Given instruction: Name every set of numbers that the forum thread writes as a symbol.

Is there a mathematical process resembling the terms "digital"/"discrete" and "analog"/"continuous"?
I always had trouble understanding the terms "digital" and "analog"; Wikipedia and various Q&A sessions didn't contain explanations I found clear.
I understood that these terms aren't well defined in Computer Science or Physics literature but perhaps only in the "signal process" engineering field, hence not based on some formal logic theory, but it might be possible to represent them in a mathematical process (as with Continuous or discrete variables).
It might be grasped absurd but I was thinking that addition of natural numbers as with 1+1
is a "digital"/"discrete" process and that multiplication of natural numbers as with 3*2
is an "analog"/"continuous" process (because of the continuous addition of 2, three times).
Is there a mathematical process resembling the terms "digital"/"discrete" and "analog"/"continuous"?
3 answers
Discrete sets, as ℕ ℤ and ℚ, are in bijection within themselves, and the number of elements in them is Aleph (א) sub zero.
Continuum sets as ℝ or 𝕀 are not in bijection to the former ℕ ℤ ℚ, and the number of elements in them is Aleph (א) sub one.
I always had trouble understanding the terms "digital" and "analog"
A digital signal is intended to indicate one of a finite set of discrete states. The number of discrete states is usually two for implementation simplicity.
A two-valued digital signal is either high or low, on or off, etc. This is what gives rise to binary number representations in a computer. Each bit (binary digit) can be nicely expressed by a single two-valued digital signal.
An analog signal has a continuum of values. In theory, an analog signal can express an infinity of values. However, in reality the meaningfully distinguishable values are limited by the signal to noise ratio, and how fast you want to resolve a new value (this was quantified by Shannon and Nyquist).

Extracted records:
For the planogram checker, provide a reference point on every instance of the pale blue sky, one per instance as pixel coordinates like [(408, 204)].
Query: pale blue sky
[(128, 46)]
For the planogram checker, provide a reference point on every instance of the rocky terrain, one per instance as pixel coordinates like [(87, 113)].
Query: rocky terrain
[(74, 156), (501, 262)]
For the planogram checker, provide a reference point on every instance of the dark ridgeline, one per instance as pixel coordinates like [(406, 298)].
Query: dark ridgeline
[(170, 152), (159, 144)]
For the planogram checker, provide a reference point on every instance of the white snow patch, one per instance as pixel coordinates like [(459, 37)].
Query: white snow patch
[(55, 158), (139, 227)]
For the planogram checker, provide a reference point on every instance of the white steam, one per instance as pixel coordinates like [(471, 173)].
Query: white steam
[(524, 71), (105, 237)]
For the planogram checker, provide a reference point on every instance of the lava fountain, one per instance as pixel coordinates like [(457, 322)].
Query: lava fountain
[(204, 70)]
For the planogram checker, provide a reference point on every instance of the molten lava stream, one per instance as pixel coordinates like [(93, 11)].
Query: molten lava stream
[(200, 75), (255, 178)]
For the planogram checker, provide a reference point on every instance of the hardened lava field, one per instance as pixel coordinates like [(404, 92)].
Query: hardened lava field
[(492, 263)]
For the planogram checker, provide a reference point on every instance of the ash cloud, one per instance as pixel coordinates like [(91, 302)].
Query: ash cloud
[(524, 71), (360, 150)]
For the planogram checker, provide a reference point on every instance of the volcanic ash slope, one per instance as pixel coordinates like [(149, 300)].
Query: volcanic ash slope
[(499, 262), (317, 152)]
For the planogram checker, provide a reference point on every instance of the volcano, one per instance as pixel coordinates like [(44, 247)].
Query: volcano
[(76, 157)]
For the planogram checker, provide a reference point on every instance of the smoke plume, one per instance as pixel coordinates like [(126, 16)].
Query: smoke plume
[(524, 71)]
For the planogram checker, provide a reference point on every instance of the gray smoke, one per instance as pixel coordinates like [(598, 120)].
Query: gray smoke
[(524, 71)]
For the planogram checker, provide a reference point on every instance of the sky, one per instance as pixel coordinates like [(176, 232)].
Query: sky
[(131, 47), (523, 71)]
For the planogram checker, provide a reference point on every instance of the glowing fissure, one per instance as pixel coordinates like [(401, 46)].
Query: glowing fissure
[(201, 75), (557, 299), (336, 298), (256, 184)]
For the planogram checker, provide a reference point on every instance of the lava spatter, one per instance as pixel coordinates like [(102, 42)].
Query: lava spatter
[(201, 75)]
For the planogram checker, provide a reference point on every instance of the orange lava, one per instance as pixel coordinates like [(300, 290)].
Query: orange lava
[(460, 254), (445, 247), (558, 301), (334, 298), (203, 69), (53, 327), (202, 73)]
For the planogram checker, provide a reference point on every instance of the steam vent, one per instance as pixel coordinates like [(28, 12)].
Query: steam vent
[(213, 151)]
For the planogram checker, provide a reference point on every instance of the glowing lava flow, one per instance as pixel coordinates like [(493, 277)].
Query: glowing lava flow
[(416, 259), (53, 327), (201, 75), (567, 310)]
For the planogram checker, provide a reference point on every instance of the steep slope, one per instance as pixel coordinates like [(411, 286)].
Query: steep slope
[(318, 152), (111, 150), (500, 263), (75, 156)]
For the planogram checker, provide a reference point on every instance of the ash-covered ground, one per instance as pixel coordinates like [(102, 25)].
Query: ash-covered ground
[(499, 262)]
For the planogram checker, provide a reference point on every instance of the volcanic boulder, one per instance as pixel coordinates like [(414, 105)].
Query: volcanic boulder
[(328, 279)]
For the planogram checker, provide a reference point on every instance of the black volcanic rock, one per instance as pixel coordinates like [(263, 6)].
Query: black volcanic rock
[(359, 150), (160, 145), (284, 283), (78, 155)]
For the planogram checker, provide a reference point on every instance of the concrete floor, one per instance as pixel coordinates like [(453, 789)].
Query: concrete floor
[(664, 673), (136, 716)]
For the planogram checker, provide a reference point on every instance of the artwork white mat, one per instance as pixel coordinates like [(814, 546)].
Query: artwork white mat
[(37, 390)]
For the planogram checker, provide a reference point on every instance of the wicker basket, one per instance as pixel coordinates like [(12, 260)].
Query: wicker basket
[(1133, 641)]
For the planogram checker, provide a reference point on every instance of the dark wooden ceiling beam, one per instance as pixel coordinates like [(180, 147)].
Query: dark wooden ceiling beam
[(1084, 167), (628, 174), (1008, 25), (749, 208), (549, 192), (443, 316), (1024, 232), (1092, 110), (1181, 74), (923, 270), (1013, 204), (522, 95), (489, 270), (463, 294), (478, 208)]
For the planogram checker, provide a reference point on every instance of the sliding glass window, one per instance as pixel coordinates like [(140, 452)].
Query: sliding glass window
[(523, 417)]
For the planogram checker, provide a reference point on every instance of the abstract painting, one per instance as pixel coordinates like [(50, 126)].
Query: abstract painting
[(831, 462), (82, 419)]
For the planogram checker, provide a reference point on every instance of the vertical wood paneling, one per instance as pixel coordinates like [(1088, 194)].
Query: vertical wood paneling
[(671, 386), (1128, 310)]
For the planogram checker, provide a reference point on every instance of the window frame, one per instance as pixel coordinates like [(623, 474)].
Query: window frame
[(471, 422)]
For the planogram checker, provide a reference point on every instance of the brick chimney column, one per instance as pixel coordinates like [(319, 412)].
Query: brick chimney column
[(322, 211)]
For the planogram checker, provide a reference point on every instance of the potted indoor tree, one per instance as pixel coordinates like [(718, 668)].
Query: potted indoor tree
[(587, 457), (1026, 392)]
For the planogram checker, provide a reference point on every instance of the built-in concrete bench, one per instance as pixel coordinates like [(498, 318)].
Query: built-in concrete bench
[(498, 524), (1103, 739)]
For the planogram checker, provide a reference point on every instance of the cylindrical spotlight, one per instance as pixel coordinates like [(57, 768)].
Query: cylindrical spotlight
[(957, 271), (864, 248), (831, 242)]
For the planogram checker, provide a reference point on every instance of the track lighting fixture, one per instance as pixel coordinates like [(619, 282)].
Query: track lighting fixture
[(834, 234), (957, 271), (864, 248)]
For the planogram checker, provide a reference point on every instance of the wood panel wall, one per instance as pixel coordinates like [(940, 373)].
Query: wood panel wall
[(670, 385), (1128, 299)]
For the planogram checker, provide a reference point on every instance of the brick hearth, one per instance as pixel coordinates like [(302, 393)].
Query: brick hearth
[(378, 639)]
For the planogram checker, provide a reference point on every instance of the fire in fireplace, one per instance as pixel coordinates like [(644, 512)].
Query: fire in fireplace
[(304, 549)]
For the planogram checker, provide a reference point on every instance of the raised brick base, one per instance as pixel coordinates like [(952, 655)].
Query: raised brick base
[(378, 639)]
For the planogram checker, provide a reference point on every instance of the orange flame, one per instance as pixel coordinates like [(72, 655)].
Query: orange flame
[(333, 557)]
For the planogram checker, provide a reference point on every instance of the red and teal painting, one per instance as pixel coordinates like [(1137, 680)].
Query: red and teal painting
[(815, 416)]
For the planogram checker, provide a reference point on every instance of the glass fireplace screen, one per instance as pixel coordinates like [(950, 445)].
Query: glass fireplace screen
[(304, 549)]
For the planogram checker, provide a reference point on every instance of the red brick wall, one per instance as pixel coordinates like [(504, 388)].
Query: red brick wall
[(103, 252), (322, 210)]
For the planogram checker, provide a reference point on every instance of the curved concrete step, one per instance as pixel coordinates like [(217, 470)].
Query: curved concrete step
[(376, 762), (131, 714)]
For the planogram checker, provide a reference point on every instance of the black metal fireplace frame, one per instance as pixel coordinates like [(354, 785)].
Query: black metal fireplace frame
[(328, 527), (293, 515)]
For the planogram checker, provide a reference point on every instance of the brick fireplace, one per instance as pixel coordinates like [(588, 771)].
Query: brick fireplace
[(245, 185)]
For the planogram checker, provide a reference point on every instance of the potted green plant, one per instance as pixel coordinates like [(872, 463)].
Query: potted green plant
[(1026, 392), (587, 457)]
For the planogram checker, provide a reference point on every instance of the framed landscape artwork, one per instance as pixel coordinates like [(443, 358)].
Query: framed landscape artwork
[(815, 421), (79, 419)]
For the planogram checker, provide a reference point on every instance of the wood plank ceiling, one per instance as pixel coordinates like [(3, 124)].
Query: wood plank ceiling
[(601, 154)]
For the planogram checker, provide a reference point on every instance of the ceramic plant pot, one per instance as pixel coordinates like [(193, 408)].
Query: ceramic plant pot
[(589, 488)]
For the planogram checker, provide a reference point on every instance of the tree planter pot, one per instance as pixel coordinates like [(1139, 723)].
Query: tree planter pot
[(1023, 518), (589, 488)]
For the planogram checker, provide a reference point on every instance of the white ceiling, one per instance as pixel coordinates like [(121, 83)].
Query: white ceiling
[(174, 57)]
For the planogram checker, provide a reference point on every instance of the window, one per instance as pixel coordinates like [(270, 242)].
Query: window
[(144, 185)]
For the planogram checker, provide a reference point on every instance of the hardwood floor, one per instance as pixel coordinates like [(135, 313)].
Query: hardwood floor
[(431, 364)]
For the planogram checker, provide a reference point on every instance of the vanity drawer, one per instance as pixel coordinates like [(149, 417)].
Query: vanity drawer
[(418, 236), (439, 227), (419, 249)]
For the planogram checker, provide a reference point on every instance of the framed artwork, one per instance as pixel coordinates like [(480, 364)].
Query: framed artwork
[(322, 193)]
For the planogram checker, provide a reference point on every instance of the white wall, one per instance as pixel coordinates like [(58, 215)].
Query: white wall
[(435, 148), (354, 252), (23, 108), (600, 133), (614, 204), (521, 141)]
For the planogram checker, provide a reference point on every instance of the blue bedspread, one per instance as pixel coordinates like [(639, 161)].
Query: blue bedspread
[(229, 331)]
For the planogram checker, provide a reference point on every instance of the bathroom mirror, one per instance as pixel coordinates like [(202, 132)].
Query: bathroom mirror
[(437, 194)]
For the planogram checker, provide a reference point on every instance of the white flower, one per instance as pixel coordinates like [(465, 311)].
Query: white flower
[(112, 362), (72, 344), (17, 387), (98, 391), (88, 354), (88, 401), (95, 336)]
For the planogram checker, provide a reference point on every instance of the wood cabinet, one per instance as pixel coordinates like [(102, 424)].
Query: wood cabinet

Exercise response: ℕ, ℤ, ℚ, ℝ, 𝕀